BRANO
L’amore per il povero – per i cristiani – è un’esperienza religiosa. Il povero è un criterio certo della verità, che ti indica la parte vera e giusta della storia e della tua vita. Il libro del Siracide parla dello sguardo del povero e verso il povero, perché tante volte – quando la voce viene meno – parlano gli occhi: “non essere insensibile allo sguardo del bisognoso” (4,1). E precedentemente: “Non respingere la supplica del povero/ non distogliere lo sguardo dall’indigente” (1,49).

Penalizzare l’elemosina è come colpire il cuore del messaggio cristiano. Nella parabola del buon samaritano, narrata nel Vangelo di Luca, Gesù mette in risalto la misericordia e la compassione cristiana. Il samaritano dette denaro all’albergatore per mantenerlo qualche giorno e lo coinvolse nella sua preoccupazione: “Abbi cura di lui”. Parlò con l’albergatore. Aiutare un ferito è coinvolgere gli altri, un ambiente, nella cura. La commozione per i poveri è creativa, coinvolgente, intelligente. Da quel giorno, il povero era entrato nella vita del samaritano, perché promise di ritornare. Il ferito anonimo era diventato un nome: quindi un impegno e un amico. Incontrare qualcuno per strada, guardarsi negli occhi, vuol dire ricordarsi il nome, non dimenticarlo: riguarda tutti, ma specie i poveri. Molti tratti di questa esperienza umana e spirituale appartengono al patrimonio non solo cristiano, ma universale.

C’è stato nel corso dei secoli un grave divorzio tra la Chiesa e i poveri. Soprattutto in questi anni, segnati dalla predicazione di papa Francesco di una Chiesa amica dei poveri e in uscita sulle strade, si è colmato il divorzio tra la Chiesa e i poveri. Non è Francesco, uomo di Dio e della preghiera, ma amico dei poveri? Oggi Francesco è la più forte voce per i poveri nel mondo. Un cristianesimo amico dei poveri e, per questo, amico di tutti.

Per Papa Francesco Gesù è nei poveri. Nella Lumen gentium, la costituzione del Concilio Vaticano II sulla Chiesa (1964), si legge al capitolo ottavo: “La Chiesa circonda d’affettuosa cura quanti sono afflitti dalla umana debolezza, anzi riconosce nei poveri e nei sofferenti l’immagine del suo Fondatore, povero e sofferente, anzi si premura di sollevarne l’indigenza e in loro intende servire Cristo”. Tanto che nel messaggio finale del Concilio, rivolto ai poveri e ai sofferenti, si legge: “Sappiate che non siete soli, né separati, né abbandonati, né inutili: siete i chiamati da Cristo, la sua immagine vivente e trasparente”.

La parola ebraica che indica l’elemosina, Tzedaka, viene da Tzedek, giustizia. I rabbini enfatizzano l’importanza della Tzedaka dicendo che il suo valore è simile a quello di tutti gli altri comandamenti nessi insieme. Un detto rabbinico insegna: “La Tzedaka salva dalla morte”. Un rabbino contemporaneo Reuven Kimmelman, commenta: “la Tzedaka può anche non salvarci, ma ci rende senza dubbio degni della salvezza”.

ESERCIZI
(a) Da quale parola ebraica deriva Tzedaka, secondo il brano?
(b) Trascrivi dal brano tutto il testo che va da "C’è stato nel" giù fino a "amico di tutti.".

DATI FORNITI
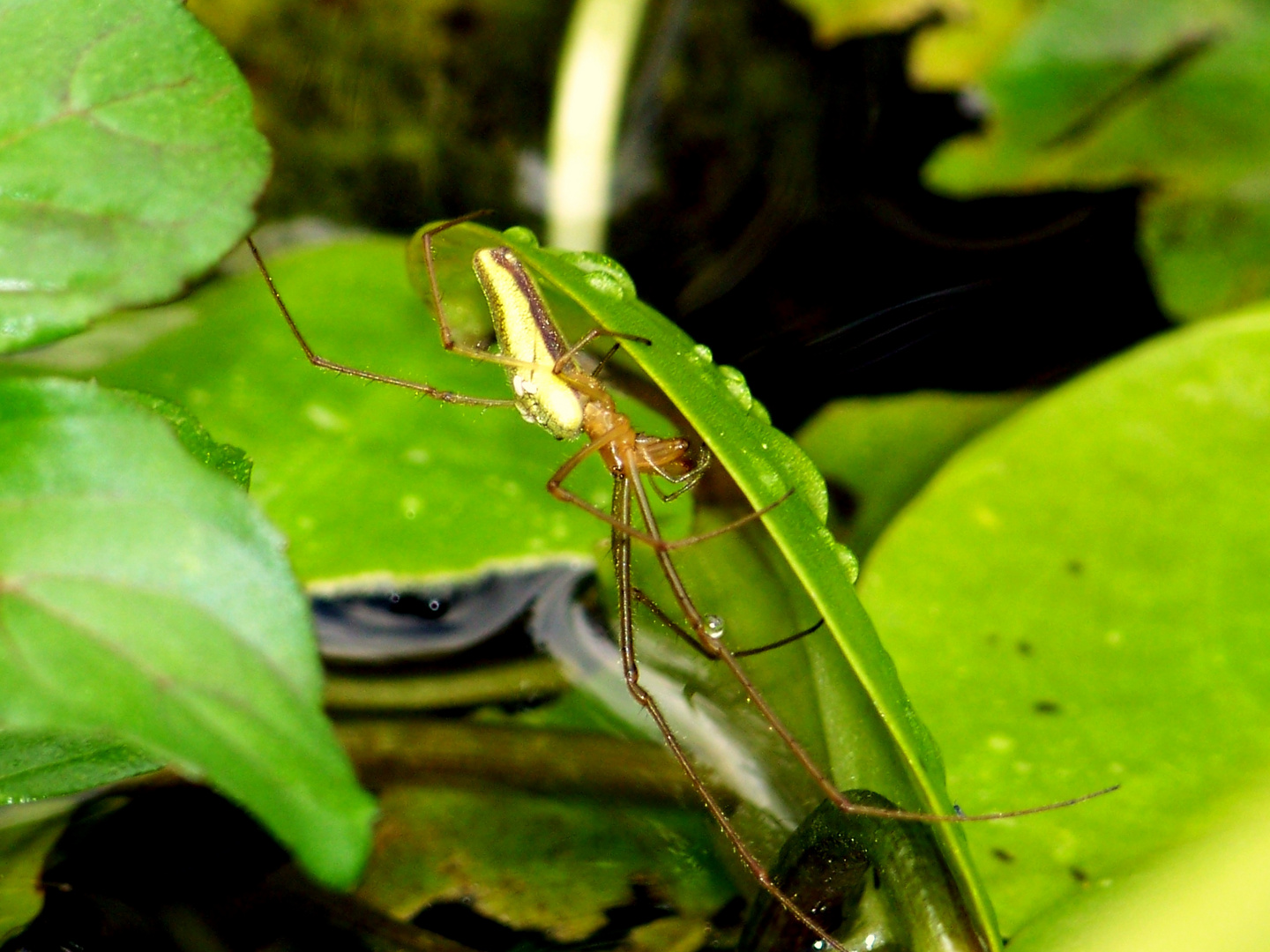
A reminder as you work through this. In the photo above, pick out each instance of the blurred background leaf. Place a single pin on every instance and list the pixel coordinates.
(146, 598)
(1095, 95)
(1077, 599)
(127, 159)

---

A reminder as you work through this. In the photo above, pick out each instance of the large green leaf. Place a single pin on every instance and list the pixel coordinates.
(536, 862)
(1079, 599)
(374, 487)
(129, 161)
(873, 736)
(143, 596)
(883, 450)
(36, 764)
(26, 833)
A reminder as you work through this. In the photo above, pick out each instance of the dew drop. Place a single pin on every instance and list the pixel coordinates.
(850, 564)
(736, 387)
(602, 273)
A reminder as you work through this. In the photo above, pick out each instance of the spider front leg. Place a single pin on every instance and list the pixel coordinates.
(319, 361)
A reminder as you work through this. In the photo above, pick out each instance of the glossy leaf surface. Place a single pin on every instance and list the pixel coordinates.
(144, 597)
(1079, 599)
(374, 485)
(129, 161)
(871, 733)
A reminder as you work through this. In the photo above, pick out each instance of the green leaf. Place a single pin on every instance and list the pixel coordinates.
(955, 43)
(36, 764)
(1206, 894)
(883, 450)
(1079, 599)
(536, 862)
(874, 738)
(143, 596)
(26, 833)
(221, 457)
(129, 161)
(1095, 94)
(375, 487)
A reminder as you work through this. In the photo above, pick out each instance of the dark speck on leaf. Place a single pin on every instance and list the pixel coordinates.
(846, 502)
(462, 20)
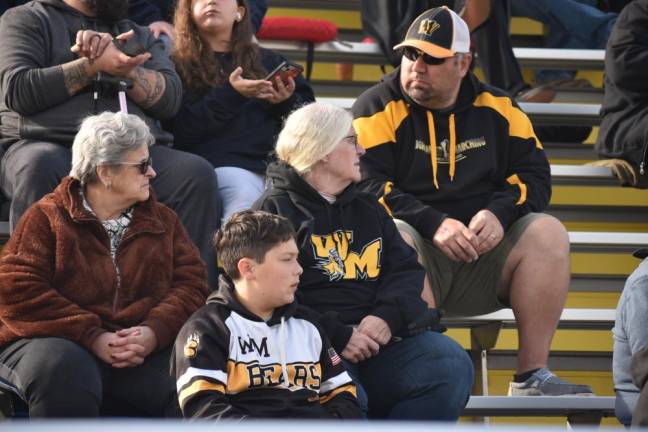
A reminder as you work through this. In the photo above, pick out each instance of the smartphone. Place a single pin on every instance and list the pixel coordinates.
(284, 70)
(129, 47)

SOLUZIONI DEGLI ESERCIZI
(a) Da Tzedek, che significa giustizia.

(b)
C’è stato nel corso dei secoli un grave divorzio tra la Chiesa e i poveri. Soprattutto in questi anni, segnati dalla predicazione di papa Francesco di una Chiesa amica dei poveri e in uscita sulle strade, si è colmato il divorzio tra la Chiesa e i poveri. Non è Francesco, uomo di Dio e della preghiera, ma amico dei poveri? Oggi Francesco è la più forte voce per i poveri nel mondo. Un cristianesimo amico dei poveri e, per questo, amico di tutti.